# Job
Copy the listing below without any change, beginning with the line containing "Tag the white" and continuing through the line containing "<point>543,150</point>", both lines included.

# Records for the exercise
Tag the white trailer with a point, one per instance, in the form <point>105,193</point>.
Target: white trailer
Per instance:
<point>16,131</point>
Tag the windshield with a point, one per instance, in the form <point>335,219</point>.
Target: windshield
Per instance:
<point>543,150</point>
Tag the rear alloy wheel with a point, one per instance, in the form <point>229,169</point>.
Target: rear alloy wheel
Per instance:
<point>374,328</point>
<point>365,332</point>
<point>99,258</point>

--

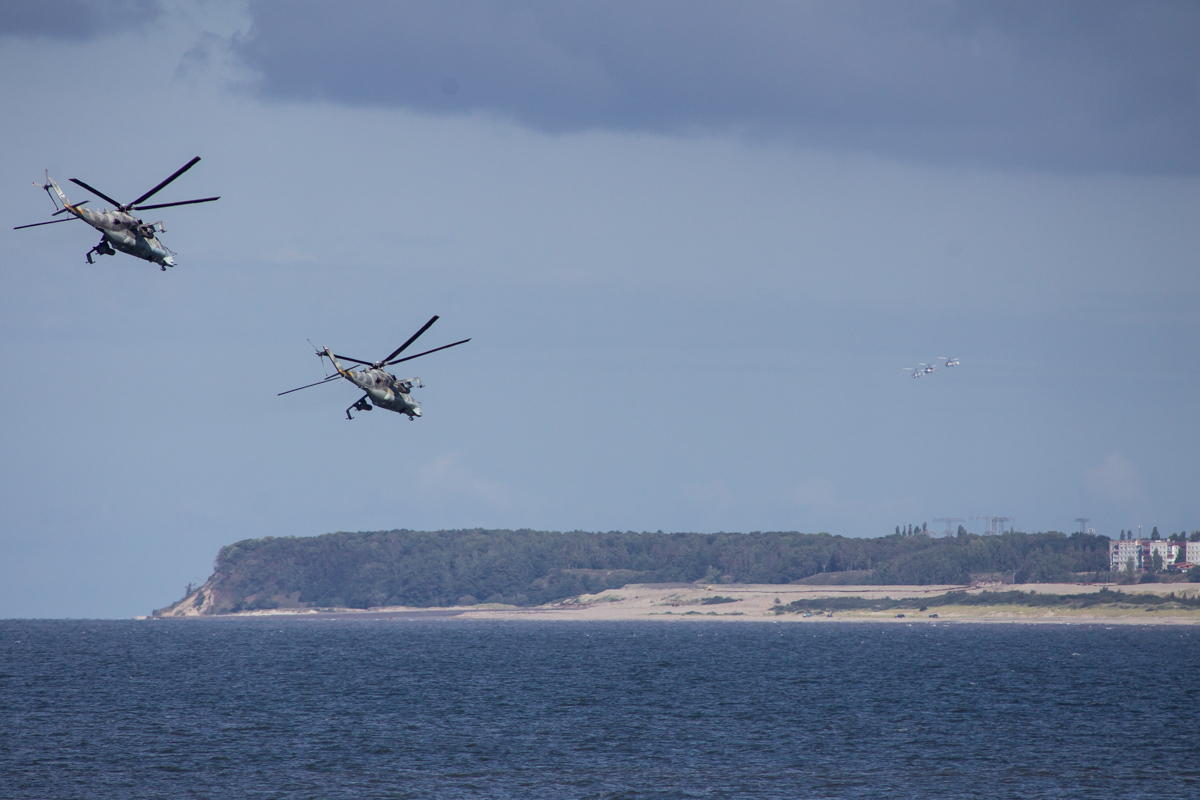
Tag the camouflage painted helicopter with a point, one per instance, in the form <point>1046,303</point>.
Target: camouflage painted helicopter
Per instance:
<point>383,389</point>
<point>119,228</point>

# Task answer
Tag the white trailer with a point, one per instance, in the form <point>105,193</point>.
Target: white trailer
Per instance:
<point>16,131</point>
Tag the windshield with a point, one per instance, in the form <point>335,219</point>.
Target: windshield
Per instance:
<point>543,150</point>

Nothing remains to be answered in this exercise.